> TRY IT
The full listing, reproduced exactly, is what the response must contain.

> AVAILABLE RECORDS

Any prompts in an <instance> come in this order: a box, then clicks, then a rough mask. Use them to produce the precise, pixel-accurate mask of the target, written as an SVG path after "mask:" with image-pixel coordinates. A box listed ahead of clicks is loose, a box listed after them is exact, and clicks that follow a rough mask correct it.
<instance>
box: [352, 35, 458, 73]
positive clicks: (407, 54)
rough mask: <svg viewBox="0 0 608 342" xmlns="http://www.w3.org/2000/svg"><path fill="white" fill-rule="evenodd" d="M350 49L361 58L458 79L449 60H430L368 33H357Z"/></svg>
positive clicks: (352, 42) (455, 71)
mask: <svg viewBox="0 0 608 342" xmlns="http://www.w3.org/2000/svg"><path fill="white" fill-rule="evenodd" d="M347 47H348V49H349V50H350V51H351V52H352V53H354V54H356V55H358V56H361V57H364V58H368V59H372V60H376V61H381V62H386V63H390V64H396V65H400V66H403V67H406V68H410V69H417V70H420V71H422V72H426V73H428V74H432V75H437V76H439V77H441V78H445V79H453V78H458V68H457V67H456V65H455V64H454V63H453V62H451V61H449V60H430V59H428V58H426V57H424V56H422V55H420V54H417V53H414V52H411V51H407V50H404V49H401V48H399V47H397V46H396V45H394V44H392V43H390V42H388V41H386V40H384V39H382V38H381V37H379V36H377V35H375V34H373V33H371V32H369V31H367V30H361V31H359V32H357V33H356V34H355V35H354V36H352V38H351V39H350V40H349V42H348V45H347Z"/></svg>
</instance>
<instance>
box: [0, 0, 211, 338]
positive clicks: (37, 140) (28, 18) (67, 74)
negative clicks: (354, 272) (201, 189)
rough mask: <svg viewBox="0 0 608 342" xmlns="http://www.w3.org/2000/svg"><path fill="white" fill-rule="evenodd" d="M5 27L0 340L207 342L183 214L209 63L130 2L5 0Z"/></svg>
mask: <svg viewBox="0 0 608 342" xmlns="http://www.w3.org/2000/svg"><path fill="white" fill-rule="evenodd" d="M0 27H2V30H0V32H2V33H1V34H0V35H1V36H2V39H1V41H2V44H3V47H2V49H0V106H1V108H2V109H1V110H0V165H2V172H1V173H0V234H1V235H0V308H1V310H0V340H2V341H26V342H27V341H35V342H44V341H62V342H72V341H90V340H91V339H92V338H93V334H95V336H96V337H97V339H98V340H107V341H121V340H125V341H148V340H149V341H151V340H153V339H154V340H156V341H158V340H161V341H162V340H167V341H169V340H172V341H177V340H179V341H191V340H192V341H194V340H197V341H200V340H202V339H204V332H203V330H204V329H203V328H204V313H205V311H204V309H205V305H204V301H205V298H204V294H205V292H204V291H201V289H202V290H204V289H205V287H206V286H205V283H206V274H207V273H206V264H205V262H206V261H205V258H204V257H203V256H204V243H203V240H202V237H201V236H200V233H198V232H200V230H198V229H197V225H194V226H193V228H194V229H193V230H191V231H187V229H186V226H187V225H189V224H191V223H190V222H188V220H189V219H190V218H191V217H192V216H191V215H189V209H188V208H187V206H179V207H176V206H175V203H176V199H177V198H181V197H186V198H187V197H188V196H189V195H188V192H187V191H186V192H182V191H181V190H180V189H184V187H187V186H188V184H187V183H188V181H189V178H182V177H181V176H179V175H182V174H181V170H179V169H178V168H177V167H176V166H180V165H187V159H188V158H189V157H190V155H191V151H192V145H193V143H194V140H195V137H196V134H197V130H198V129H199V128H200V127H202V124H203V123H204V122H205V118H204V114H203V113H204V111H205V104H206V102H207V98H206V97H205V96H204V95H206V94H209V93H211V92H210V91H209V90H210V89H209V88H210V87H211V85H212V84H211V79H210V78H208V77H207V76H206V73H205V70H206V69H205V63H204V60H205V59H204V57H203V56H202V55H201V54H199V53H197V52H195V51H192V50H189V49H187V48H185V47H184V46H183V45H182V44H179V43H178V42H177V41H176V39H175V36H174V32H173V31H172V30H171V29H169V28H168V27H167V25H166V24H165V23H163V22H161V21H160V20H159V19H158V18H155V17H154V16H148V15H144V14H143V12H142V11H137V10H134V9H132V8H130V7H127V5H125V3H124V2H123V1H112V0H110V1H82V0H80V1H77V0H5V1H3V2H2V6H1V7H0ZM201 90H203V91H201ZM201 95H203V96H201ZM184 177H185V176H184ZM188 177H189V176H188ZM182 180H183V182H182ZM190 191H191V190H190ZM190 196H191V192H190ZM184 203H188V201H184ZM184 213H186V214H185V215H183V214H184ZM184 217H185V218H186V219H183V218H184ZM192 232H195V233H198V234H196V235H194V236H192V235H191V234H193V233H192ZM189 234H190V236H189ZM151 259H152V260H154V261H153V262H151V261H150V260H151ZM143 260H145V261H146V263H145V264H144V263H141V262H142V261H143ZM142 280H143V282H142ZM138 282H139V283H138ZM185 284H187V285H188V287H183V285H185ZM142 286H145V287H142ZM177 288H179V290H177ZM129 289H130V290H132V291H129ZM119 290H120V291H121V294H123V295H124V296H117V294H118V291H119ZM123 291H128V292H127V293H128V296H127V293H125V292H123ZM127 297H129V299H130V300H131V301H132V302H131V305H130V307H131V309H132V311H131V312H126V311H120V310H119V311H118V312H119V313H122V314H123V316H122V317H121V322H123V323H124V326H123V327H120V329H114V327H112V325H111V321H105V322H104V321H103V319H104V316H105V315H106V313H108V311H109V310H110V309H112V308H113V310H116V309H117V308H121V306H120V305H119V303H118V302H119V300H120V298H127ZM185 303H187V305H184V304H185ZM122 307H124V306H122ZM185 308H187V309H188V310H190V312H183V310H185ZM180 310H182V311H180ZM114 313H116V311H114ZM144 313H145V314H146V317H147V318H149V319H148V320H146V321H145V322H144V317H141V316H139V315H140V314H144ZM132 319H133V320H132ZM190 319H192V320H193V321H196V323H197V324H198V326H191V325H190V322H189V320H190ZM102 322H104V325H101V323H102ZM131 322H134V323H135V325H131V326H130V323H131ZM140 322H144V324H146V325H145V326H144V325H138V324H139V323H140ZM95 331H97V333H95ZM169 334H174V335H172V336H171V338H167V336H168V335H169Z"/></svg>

> SOLUTION TO THIS TASK
Any prompts in an <instance> come in this order: a box, then clicks, then a rough mask. Use them to produce the precise, pixel-accurate mask of the target, written as an SVG path after "mask:" with image-pixel coordinates. A box listed ahead of clicks is loose, a box listed after them is exact, and clicks that follow a rough mask correct it.
<instance>
box: [352, 35, 458, 73]
positive clicks: (407, 54)
rough mask: <svg viewBox="0 0 608 342" xmlns="http://www.w3.org/2000/svg"><path fill="white" fill-rule="evenodd" d="M350 49L361 58L458 79L449 60H430L368 33H357Z"/></svg>
positive clicks: (352, 42) (455, 71)
mask: <svg viewBox="0 0 608 342" xmlns="http://www.w3.org/2000/svg"><path fill="white" fill-rule="evenodd" d="M347 47H348V49H349V50H350V51H351V52H352V53H354V54H356V55H358V56H361V57H364V58H368V59H372V60H376V61H381V62H386V63H390V64H396V65H400V66H403V67H406V68H410V69H417V70H420V71H422V72H426V73H428V74H432V75H437V76H439V77H441V78H445V79H453V78H458V68H457V67H456V65H455V64H454V63H453V62H451V61H449V60H430V59H428V58H426V57H424V56H422V55H420V54H417V53H414V52H411V51H407V50H404V49H401V48H399V47H397V46H396V45H394V44H392V43H390V42H388V41H386V40H384V39H382V38H381V37H379V36H377V35H375V34H373V33H371V32H369V31H367V30H361V31H359V32H357V33H356V34H355V35H354V36H352V38H351V39H350V40H349V42H348V45H347Z"/></svg>
</instance>
<instance>
box: [0, 0, 211, 338]
positive clicks: (37, 140) (28, 18) (67, 74)
negative clicks: (354, 272) (201, 189)
rough mask: <svg viewBox="0 0 608 342" xmlns="http://www.w3.org/2000/svg"><path fill="white" fill-rule="evenodd" d="M5 27L0 340L207 342L183 214L209 63L130 2L5 0Z"/></svg>
mask: <svg viewBox="0 0 608 342" xmlns="http://www.w3.org/2000/svg"><path fill="white" fill-rule="evenodd" d="M0 27H2V30H0V32H2V33H1V34H0V35H1V36H2V39H1V41H2V44H3V47H2V49H0V106H1V108H2V109H1V110H0V165H2V172H1V173H0V234H1V235H0V308H1V310H0V340H2V341H26V342H27V341H35V342H44V341H62V342H72V341H90V340H91V339H92V338H93V334H95V336H96V337H97V339H98V340H107V341H121V340H125V341H148V340H149V341H151V340H153V339H154V340H156V341H158V340H161V341H162V340H167V341H169V340H172V341H177V340H179V341H191V340H192V341H194V340H197V341H200V340H202V339H204V332H203V330H204V329H203V328H204V313H205V311H204V309H205V305H204V301H205V298H204V294H205V292H204V291H201V289H202V290H204V289H205V287H206V286H205V283H206V274H207V273H206V264H205V262H206V261H205V258H204V257H203V256H204V243H203V240H202V237H201V236H200V233H198V232H200V230H198V229H197V225H194V226H193V228H194V229H193V230H191V231H187V229H186V226H187V225H189V224H191V223H190V222H188V220H189V219H190V218H191V217H192V216H191V215H189V209H188V208H187V206H179V207H176V206H175V203H176V199H177V198H181V197H186V198H187V197H188V196H189V195H188V192H187V191H186V192H182V191H181V190H180V189H184V187H187V186H188V184H187V183H188V181H189V178H182V177H181V176H179V175H182V174H181V170H179V169H178V168H177V167H176V166H180V165H187V159H188V158H189V157H190V155H191V151H192V145H193V143H194V140H195V137H196V134H197V130H198V129H199V128H200V127H202V124H203V123H204V122H205V118H204V114H203V113H204V111H205V104H206V102H207V98H206V97H205V96H204V95H206V94H209V93H211V92H210V91H209V90H210V89H209V88H210V87H211V85H212V84H211V79H210V78H208V77H207V76H206V73H205V70H206V69H205V63H204V60H205V59H204V57H203V56H202V55H201V54H199V53H197V52H195V51H192V50H189V49H187V48H185V47H184V46H183V45H182V44H179V43H178V42H177V41H176V39H175V36H174V32H173V31H172V30H171V29H169V28H168V27H167V25H166V24H165V23H163V22H161V21H160V20H159V19H158V18H155V17H154V16H148V15H144V14H143V12H142V11H137V10H134V9H132V8H130V7H127V5H125V3H124V2H123V1H112V0H110V1H82V0H80V1H77V0H5V1H3V2H2V6H1V7H0ZM201 90H203V91H201ZM201 95H203V96H201ZM184 177H185V176H184ZM188 177H189V176H188ZM182 180H183V182H182ZM190 191H191V190H190ZM190 196H191V192H190ZM184 203H188V201H184ZM184 213H186V214H185V215H183V214H184ZM184 217H185V218H186V219H183V218H184ZM192 232H195V233H198V234H196V235H194V236H192V235H191V234H193V233H192ZM189 234H190V236H189ZM151 259H152V260H154V261H153V262H151V261H150V260H151ZM143 260H145V261H146V263H145V264H144V263H141V262H142V261H143ZM142 280H143V282H142ZM138 282H139V283H138ZM185 284H187V285H188V287H183V285H185ZM142 286H145V287H142ZM177 288H179V290H177ZM129 289H130V290H132V291H129ZM119 290H120V291H121V294H123V295H124V296H117V294H118V291H119ZM123 291H128V292H127V293H128V296H127V293H125V292H123ZM127 297H129V299H130V300H131V301H132V302H131V305H130V307H131V309H132V311H131V312H126V311H120V310H119V311H118V312H119V313H122V314H123V316H122V317H121V322H123V323H124V326H123V327H120V329H114V327H112V325H111V321H105V322H104V321H103V319H104V316H105V315H106V313H108V311H109V310H110V309H112V308H113V310H116V309H117V308H121V306H120V305H119V303H118V302H119V300H120V298H127ZM185 303H187V305H184V304H185ZM122 307H124V306H122ZM185 308H187V309H188V310H190V312H183V310H185ZM180 310H182V311H180ZM114 313H116V311H114ZM144 313H145V314H146V317H147V318H149V319H148V320H146V321H145V322H144V317H141V316H139V315H140V314H144ZM132 319H133V320H132ZM190 319H192V320H193V321H196V323H197V324H198V326H191V325H190V322H189V320H190ZM102 322H104V325H101V323H102ZM131 322H134V323H135V325H131V326H130V323H131ZM140 322H144V324H146V325H145V326H144V325H138V324H139V323H140ZM95 331H97V333H95ZM169 334H174V335H172V336H171V338H167V336H168V335H169Z"/></svg>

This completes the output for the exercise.